TEXTE FOURNI:
▼▼▼
Discours

Discours de l'ambassadeur britannique en RDC à l'occasion de la journée internationale de lutte contre la corruption

Discours de l'ambassadeur britannique Graham Zebedee à l’occasion de la Journée Internationale de lutte contre la corruption célébrée le 9 décembre 2015 à Kinshasa, RDC.

Graham Zebedee, Ambassadeur britannique en RDC

“Je voudrais avant toute chose sincèrement remercier les organisateurs de ce forum de m’avoir invité à parler aujourd’hui. C’est un grand plaisir de voir autant de représentants du secteur public, de la société civile et du secteur privé ici, à l’occasion de la célébration de la journée internationale de la lutte contre la corruption.

Je suis convaincu que ni la guerre, ni l’instabilité, ni même la question des élections (dont on parle beaucoup ici), ne pourraient constituer un plus grand risque pour le succès futur de la République Démocratique du Congo que la corruption.

L’importance de la lutte contre la corruption a été soulignée nombre de fois par le Président de la République et par le Gouvernement. Le combat contre la corruption a été au cœur de la stratégie de développement de plusieurs gouvernements. Il va sans dire que mon pays, en tant que le second plus grand partenaire de développement ici, soutient pleinement les efforts du gouvernement dans ce domaine.

Cependant, bien entendu, vous, en tant qu’entreprises et organisations de la société civile, jugez les performances des gouvernements non pas par le contenu des discours ou par les agendas des conférences organisées dans les hôtels de Kinshasa, mais par les résultats. Quels sont ces résultats ?

La mesure de la corruption que la communauté internationale utilise le plus souvent est l’indice de perception de la corruption de Transparency International. La RDC est actuellement 154ème sur 175 pays. Ce classement est resté constant pendant les trois dernières années. La corruption a également un grand impact sur la facilité d’entreprendre les affaires. Le rapport récent « Doing Business » de la Banque Mondiale a classé la RDC un des meilleurs réformateurs, mais il reste 184ème sur 189 pays. Il y a un conflit majeur dans 3 des 5 pays qui viennent après la RDC dans ce classement.
▲▲▲
CONSIGNE A: Reproduisez mot pour mot chacune des lignes de toutes les entrées ci-dessous.

DONNÉES FOURNIES:
▼▼▼
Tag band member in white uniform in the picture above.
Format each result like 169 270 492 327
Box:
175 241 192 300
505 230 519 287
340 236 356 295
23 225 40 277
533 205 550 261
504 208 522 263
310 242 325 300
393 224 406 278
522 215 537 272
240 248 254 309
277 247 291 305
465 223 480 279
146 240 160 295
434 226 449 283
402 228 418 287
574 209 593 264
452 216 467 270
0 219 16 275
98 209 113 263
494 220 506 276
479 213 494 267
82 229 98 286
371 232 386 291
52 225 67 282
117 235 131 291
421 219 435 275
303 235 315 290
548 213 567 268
▲▲▲
CONSIGNE B: Renvoyez sans aucune modification le passage du discours sur la lutte contre la corruption qui commence par « Je suis convaincu » et se poursuit jusqu'à « dans ce domaine. ».

SOLUTION A:
Tag band member in white uniform in the picture above.
Format each result like 169 270 492 327
Box:
175 241 192 300
505 230 519 287
340 236 356 295
23 225 40 277
533 205 550 261
504 208 522 263
310 242 325 300
393 224 406 278
522 215 537 272
240 248 254 309
277 247 291 305
465 223 480 279
146 240 160 295
434 226 449 283
402 228 418 287
574 209 593 264
452 216 467 270
0 219 16 275
98 209 113 263
494 220 506 276
479 213 494 267
82 229 98 286
371 232 386 291
52 225 67 282
117 235 131 291
421 219 435 275
303 235 315 290
548 213 567 268

SOLUTION B:
Je suis convaincu que ni la guerre, ni l’instabilité, ni même la question des élections (dont on parle beaucoup ici), ne pourraient constituer un plus grand risque pour le succès futur de la République Démocratique du Congo que la corruption.

L’importance de la lutte contre la corruption a été soulignée nombre de fois par le Président de la République et par le Gouvernement. Le combat contre la corruption a été au cœur de la stratégie de développement de plusieurs gouvernements. Il va sans dire que mon pays, en tant que le second plus grand partenaire de développement ici, soutient pleinement les efforts du gouvernement dans ce domaine.